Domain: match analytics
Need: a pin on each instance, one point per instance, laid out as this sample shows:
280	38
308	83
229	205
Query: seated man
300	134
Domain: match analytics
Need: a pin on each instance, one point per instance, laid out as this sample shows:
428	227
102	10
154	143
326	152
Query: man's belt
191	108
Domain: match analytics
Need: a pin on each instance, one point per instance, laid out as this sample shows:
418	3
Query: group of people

::::

* _What the task requires_
Add 112 to each coordinate in the answers of the listing above, then write out the whole listing again with its requests included.

* _Exercise answer_
Domain: match analytics
Need: a pin on each instance, one point per instance, laid out as this sample shows:
280	38
308	83
229	205
Query: seated man
412	246
Domain: match analytics
Need: a pin on each instance, one point per instance, laid out as this sample shows:
428	227
102	10
154	143
326	152
Query: man's belt
303	220
Domain: match analytics
Need: a pin on each instance, one point per instance, laid out as this sample shows:
418	3
Query: group of people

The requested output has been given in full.